• _Given task_
Write out every line of the records below. Scale each x and y coordinate in the answers by 1.55 and round to whole numbers, halves up, while leaving all other numbers unchanged. Leave the pictures out.

Records:

════════════════════

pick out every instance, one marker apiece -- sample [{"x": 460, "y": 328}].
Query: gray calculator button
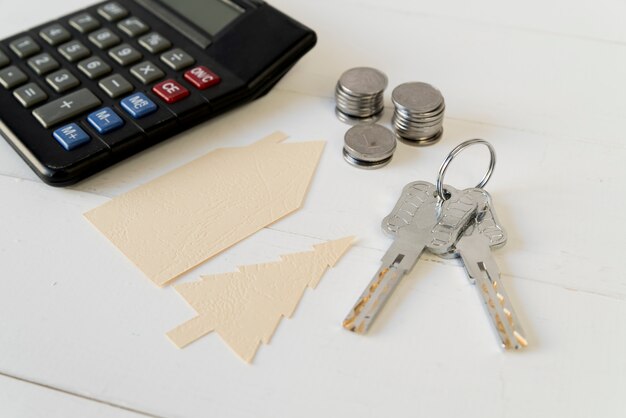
[
  {"x": 30, "y": 94},
  {"x": 154, "y": 42},
  {"x": 84, "y": 23},
  {"x": 112, "y": 11},
  {"x": 4, "y": 60},
  {"x": 24, "y": 47},
  {"x": 146, "y": 72},
  {"x": 55, "y": 34},
  {"x": 104, "y": 39},
  {"x": 94, "y": 67},
  {"x": 43, "y": 64},
  {"x": 74, "y": 51},
  {"x": 115, "y": 86},
  {"x": 125, "y": 54},
  {"x": 133, "y": 27},
  {"x": 12, "y": 77},
  {"x": 62, "y": 80},
  {"x": 177, "y": 59},
  {"x": 66, "y": 107}
]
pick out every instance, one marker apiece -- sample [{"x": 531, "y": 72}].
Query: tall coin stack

════════════════════

• _Output for this exercise_
pick out every instance, one marker apiece -- sample [{"x": 460, "y": 328}].
Query: gray calculator button
[
  {"x": 47, "y": 146},
  {"x": 239, "y": 65},
  {"x": 130, "y": 36},
  {"x": 174, "y": 17},
  {"x": 6, "y": 93},
  {"x": 37, "y": 73},
  {"x": 226, "y": 112},
  {"x": 85, "y": 53},
  {"x": 161, "y": 60},
  {"x": 146, "y": 104},
  {"x": 67, "y": 99},
  {"x": 115, "y": 79},
  {"x": 178, "y": 133},
  {"x": 194, "y": 84},
  {"x": 206, "y": 42},
  {"x": 19, "y": 119},
  {"x": 96, "y": 124},
  {"x": 274, "y": 91},
  {"x": 102, "y": 166}
]
pick out every instance, one marker apiece -- sample [{"x": 531, "y": 72}].
Query: tall coin stack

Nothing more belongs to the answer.